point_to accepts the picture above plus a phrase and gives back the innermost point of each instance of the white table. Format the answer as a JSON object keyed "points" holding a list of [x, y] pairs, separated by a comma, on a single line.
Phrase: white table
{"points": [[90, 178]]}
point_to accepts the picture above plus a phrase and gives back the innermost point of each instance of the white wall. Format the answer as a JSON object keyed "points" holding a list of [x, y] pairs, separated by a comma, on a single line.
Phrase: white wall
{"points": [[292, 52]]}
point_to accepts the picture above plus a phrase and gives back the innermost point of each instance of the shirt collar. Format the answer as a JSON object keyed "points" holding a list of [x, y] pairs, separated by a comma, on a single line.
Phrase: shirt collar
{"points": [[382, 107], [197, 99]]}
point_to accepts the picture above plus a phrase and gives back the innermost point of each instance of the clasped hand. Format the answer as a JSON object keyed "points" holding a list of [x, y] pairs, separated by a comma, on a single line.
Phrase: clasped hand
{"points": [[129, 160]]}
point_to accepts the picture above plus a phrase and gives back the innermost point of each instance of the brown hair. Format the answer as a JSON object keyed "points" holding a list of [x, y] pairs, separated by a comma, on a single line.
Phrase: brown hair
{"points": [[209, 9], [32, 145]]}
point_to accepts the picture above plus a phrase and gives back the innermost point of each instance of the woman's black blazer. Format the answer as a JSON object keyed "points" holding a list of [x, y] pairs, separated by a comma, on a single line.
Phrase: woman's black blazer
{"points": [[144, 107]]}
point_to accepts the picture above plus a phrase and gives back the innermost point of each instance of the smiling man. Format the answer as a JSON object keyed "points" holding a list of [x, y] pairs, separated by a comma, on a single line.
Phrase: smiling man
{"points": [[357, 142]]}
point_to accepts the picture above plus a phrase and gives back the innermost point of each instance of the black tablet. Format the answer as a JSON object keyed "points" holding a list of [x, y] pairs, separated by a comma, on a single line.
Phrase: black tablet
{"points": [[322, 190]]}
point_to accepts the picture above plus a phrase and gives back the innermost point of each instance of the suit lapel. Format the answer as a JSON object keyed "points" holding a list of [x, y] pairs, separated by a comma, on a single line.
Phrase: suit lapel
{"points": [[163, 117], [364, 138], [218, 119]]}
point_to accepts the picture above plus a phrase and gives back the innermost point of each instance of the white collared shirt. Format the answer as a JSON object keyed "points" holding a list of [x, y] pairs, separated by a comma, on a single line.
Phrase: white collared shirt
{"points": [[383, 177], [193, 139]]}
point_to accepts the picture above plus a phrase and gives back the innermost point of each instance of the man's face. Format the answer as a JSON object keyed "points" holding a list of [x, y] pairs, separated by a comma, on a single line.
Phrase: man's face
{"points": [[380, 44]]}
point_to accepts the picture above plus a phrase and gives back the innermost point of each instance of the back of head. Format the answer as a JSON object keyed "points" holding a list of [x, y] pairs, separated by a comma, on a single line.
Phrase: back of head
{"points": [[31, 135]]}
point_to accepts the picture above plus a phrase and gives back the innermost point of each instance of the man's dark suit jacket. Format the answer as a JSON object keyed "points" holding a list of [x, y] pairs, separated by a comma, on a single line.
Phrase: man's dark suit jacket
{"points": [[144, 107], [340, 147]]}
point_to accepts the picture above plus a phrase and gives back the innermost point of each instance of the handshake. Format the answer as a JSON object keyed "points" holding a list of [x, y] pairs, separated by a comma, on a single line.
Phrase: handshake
────
■ Written problem: Word for word, write out the data.

■ Solution to this exercise:
point_to accepts the picture above plus a phrase and gives back the innermost point of each instance of the white table. Format the answer as a JSON object keyed "points" holding a list of [x, y] pairs, separated by a comma, on a single line.
Phrase: white table
{"points": [[90, 178]]}
point_to accepts the picture above plus a phrase and gives back the innermost point of each instance of the white wall. Format the answer as a JSON object keyed "points" holding a list of [x, y] pairs, separated by a comma, on a single line.
Phrase: white wall
{"points": [[292, 52]]}
point_to accepts the picture above plus a phrase and gives back the innermost point of each instance of the shirt collar. Format the answer as a JSON object keyed "points" holding a list of [x, y] pairs, separated by a comma, on a single line.
Phrase: shirt collar
{"points": [[382, 107], [197, 99]]}
point_to accepts the picture above plus a phrase and gives back the innermost point of each instance of the clasped hand. Format the answer as a JSON object keyed "points" holding a list of [x, y] pairs, separated by a comma, on a single line.
Phrase: clasped hand
{"points": [[129, 160]]}
point_to accepts the picture above plus a phrase and gives back the innermost point of each instance of the brown hair. Format the answer as a JSON object keyed "points" holding a list of [x, y] pairs, separated by a comma, on a single line.
Phrase: brown hair
{"points": [[209, 9], [32, 145]]}
point_to accepts the picture above plus a phrase and gives back the innermost point of each instance of the woman's black blazer. Format the answer as a JSON object keyed "points" holding a list of [x, y] pairs, separated by a comma, on a single line.
Phrase: woman's black blazer
{"points": [[144, 107]]}
point_to accepts the picture above plus a phrase and gives back the innermost point of each instance of the smiling man. Format the answer as a JSON object keyed "points" holding a list of [x, y] pairs, separated by a comma, on a single line.
Phrase: smiling man
{"points": [[357, 142]]}
point_to accepts the picture above plus a phrase and gives back the innermost point of each instance of the black tablet. Format the answer as a JSON object keyed "points" holding a list of [x, y] pairs, separated by a comma, on a single line.
Phrase: black tablet
{"points": [[322, 190]]}
point_to accepts the picture above plus a phrase and gives back the innermost point of each instance of the suit lapel. Format the answer as a JSON object keyed "points" holding a list of [x, y] pairs, separated by a comma, on a single line.
Phrase: suit lapel
{"points": [[163, 117], [364, 138], [218, 119]]}
point_to accepts the picture above plus a phrase and gives back the innermost point of each instance of the white collared shirt. Format the answer as a JSON object keyed "points" holding a list of [x, y] pairs, separated by a comma, on a single line.
Phrase: white collared shirt
{"points": [[383, 177], [193, 139]]}
point_to accepts the picture above plus a phrase and gives back the innermost point of each instance of the man's face. Format the answer as a JSON object keyed "points" holding a list of [x, y] pairs, separated by a comma, on a single line.
Phrase: man's face
{"points": [[380, 44]]}
point_to accepts the picture above plus a phrase and gives back the innermost point of each instance of the back of head. Format the answer as a JSON object keyed "points" holding a list of [x, y] pairs, separated by a comma, on a single line.
Phrase: back of head
{"points": [[31, 135]]}
point_to accepts the picture above plus a phrase and gives back the innermost point of each instance of the man's dark suit jacket. Format the answer as a JSON object keyed "points" holding a list of [x, y] pairs, separated by a comma, on a single line.
Phrase: man's dark suit jacket
{"points": [[144, 107], [340, 147]]}
point_to accepts the picture above plus a phrase and gives back the innermost point of each instance of the handshake. Format the answer as a JSON object keyed "points" holding a list of [x, y] pairs, separated by a comma, on a single line.
Phrase: handshake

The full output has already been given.